**Location identification entries:**
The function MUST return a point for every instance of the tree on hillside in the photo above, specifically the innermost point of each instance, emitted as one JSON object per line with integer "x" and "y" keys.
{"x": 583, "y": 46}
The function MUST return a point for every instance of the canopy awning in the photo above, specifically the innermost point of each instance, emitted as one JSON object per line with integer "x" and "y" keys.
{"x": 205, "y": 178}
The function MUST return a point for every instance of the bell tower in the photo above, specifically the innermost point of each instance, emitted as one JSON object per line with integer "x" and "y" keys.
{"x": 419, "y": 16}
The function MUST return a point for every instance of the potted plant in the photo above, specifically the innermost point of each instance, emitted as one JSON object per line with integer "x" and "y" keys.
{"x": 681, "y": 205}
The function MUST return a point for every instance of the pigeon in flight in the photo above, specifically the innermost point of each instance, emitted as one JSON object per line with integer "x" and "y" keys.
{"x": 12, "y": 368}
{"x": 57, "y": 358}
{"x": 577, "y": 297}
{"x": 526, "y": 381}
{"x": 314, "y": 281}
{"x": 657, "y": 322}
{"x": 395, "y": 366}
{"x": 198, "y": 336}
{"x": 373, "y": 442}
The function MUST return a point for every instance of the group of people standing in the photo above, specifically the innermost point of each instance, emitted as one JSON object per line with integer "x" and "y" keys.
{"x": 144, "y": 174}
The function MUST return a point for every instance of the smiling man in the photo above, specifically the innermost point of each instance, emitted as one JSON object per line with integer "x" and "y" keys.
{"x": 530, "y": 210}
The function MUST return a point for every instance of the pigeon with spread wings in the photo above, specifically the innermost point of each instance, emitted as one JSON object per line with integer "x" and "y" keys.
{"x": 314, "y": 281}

**Short task:** Can you render the part of the entries above that opens with the line containing "the pigeon in" and runs through the last entry as a numbered list, skipping any blank lines?

**Exercise solution:**
1. The function MUST return a point for every instance of the pigeon in flight in the photo above, specifically the innermost point of each instance, emitted as one JSON object per line with integer "x" and "y" keys.
2. {"x": 12, "y": 368}
3. {"x": 57, "y": 358}
4. {"x": 577, "y": 297}
5. {"x": 526, "y": 381}
6. {"x": 314, "y": 281}
7. {"x": 657, "y": 322}
8. {"x": 395, "y": 366}
9. {"x": 198, "y": 336}
10. {"x": 373, "y": 442}
11. The function MUST return a point for every instance of the group of people standing in the photo above, specifically the innermost point of each instance, emitted as one JSON object per line with integer "x" and "y" keys.
12. {"x": 144, "y": 174}
13. The function MUST return a point for every instance of the smiling man in the photo above, specifically the innermost point of each instance, emitted as one JSON object per line with integer "x" and "y" keys.
14. {"x": 530, "y": 210}
15. The function MUST return a point for every instance of the pigeon with spread wings in the photo above, specifically the innermost point of each instance, emitted as one JSON object per line with integer "x" and "y" keys.
16. {"x": 314, "y": 281}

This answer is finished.